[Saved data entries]
***

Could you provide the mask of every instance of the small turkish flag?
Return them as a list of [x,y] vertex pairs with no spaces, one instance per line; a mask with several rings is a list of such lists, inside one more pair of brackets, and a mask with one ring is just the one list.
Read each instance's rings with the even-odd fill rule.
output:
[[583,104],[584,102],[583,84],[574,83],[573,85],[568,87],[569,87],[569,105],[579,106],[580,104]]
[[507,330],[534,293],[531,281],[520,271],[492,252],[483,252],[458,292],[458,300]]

***

§ **WHAT IS EXPECTED**: Filter the data for the string "with" and copy every line that has it.

§ **WORKED SOLUTION**:
Return them as a list of [x,y] vertex pairs with no spaces, one instance per line; a mask with several rings is a list of such lists, inside one more pair of brackets, and a mask with one ring is just the one list.
Read each instance's rings with the even-odd fill rule.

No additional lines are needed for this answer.